— start —

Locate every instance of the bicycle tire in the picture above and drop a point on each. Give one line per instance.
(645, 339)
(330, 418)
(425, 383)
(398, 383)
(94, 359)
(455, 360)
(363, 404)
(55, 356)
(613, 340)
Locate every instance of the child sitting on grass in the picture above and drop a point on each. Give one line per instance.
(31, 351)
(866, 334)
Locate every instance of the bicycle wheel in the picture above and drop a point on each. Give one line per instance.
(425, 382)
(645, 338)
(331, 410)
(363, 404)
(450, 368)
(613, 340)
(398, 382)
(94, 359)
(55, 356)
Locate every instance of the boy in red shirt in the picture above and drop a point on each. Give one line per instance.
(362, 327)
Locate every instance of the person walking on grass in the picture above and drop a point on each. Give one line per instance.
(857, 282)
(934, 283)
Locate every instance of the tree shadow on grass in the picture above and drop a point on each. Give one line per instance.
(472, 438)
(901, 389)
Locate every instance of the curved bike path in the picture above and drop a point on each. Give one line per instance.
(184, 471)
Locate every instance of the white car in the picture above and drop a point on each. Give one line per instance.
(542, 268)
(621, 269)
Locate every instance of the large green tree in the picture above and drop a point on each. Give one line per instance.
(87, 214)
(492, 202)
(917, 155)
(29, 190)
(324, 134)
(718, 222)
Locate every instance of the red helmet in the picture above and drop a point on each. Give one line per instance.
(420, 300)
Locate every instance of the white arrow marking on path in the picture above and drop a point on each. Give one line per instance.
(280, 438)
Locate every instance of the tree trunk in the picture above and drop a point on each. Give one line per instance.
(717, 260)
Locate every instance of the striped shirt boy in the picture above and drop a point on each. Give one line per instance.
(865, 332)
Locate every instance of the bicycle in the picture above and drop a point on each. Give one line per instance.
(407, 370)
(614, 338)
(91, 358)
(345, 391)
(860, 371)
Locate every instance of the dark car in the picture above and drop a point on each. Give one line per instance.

— end —

◆ What to produce ◆
Restate each record word for word.

◆ Solved problem ◆
Locate every instance of the bicycle tire in the picture above and drop a point on each. Give one line per instance.
(645, 339)
(330, 418)
(425, 383)
(398, 383)
(94, 359)
(455, 360)
(363, 404)
(55, 356)
(613, 340)
Locate every instance of the child sitting on grass in the picture above and drop a point on each. Give one line per instance.
(31, 351)
(866, 334)
Locate every instance of the bicycle wheel in the picture above and drop a point on each. Give one line per instance.
(425, 382)
(645, 338)
(331, 410)
(363, 404)
(450, 368)
(613, 340)
(398, 382)
(94, 359)
(55, 356)
Locate every instance of the boy in red shirt in the picture above and drop a point on each. Give one line per instance.
(362, 327)
Locate every instance of the person walking on grass in the picture above and drop a point on each. Give one line per instance.
(857, 282)
(934, 283)
Locate every instance of the tree shadow on grass in the picture above and drop a point on each. Give one line per instance.
(472, 438)
(901, 389)
Locate every instance of the curved bike path in the picture above and drop a point on each. Give one line per instance.
(184, 471)
Locate every instance of the white car in the picture above and drop a point on each. Give one line per instance.
(542, 268)
(621, 269)
Locate every instance of the large green tree in the picture above and drop a point on each. Give one line per instance.
(87, 214)
(492, 202)
(917, 155)
(29, 190)
(324, 134)
(718, 222)
Locate every instance of the red helmet in the picture above and drop a point on each. Give one line per instance.
(420, 300)
Locate every instance of the white arrow marking on path in the picture above and drop a point on each. Give one line per instance.
(280, 438)
Locate every instance of the tree trunk in the picture above and drop a point on each. Give one line per instance.
(717, 260)
Locate every instance of the striped shirt boy in the picture above and drop a point on each. Give one line per instance.
(865, 332)
Locate every instance of the bicycle in the picture above and drop a point on each. Give one line per instance.
(407, 370)
(614, 338)
(91, 358)
(345, 391)
(860, 371)
Locate every instance of the dark car in the picture above and drop a point on each. Give one line per instance.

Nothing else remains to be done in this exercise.